[Labeled region records]
** begin **
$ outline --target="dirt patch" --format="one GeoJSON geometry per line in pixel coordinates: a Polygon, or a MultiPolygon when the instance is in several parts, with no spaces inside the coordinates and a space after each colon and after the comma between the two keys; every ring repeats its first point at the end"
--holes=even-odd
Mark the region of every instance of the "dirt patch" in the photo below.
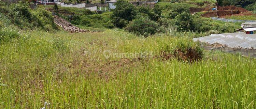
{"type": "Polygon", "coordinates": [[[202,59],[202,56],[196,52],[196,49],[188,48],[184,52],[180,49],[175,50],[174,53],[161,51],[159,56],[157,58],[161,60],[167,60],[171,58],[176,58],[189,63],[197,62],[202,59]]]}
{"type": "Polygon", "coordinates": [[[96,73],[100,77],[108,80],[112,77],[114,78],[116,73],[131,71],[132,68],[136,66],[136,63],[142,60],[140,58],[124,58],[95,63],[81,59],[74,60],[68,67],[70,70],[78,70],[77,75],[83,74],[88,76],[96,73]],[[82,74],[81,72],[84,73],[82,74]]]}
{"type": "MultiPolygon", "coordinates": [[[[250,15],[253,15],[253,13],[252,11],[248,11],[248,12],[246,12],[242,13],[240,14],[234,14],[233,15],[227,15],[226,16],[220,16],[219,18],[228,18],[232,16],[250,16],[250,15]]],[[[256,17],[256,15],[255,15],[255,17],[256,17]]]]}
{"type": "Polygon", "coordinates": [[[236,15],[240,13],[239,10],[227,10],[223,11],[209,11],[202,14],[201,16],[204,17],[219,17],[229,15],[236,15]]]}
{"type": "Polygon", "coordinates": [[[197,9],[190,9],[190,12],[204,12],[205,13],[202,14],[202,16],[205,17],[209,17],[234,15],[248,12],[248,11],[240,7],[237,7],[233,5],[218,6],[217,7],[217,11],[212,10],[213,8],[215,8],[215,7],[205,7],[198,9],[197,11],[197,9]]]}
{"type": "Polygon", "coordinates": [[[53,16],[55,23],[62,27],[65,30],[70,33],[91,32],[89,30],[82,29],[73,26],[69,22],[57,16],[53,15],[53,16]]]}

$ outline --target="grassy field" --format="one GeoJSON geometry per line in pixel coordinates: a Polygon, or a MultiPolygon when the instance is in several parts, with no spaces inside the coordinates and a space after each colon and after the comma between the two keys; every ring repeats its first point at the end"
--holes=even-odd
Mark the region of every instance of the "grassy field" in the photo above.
** end **
▶ [Aim of the exercise] Please pick out every line of the listing above that contains the string "inside", matching case exactly, and copy each of those lines.

▶ [Answer below]
$ outline --target="dirt patch" --format="one GeoJSON geometry per line in pixel coordinates: a Polygon, or a MultiPolygon when the instance is in several parts, with no spaces inside the coordinates and a space after each colon and after the comma between the two keys; every ring repeats its first point at the end"
$ outline --target="grassy field" --format="one GeoJSON geometry per line in pixel coordinates: a Polygon, or a MultiPolygon when the instance is in several parts, with no spaces inside the coordinates and a space after each colon and after the comma between the two keys; every ring repeats its first point at the end"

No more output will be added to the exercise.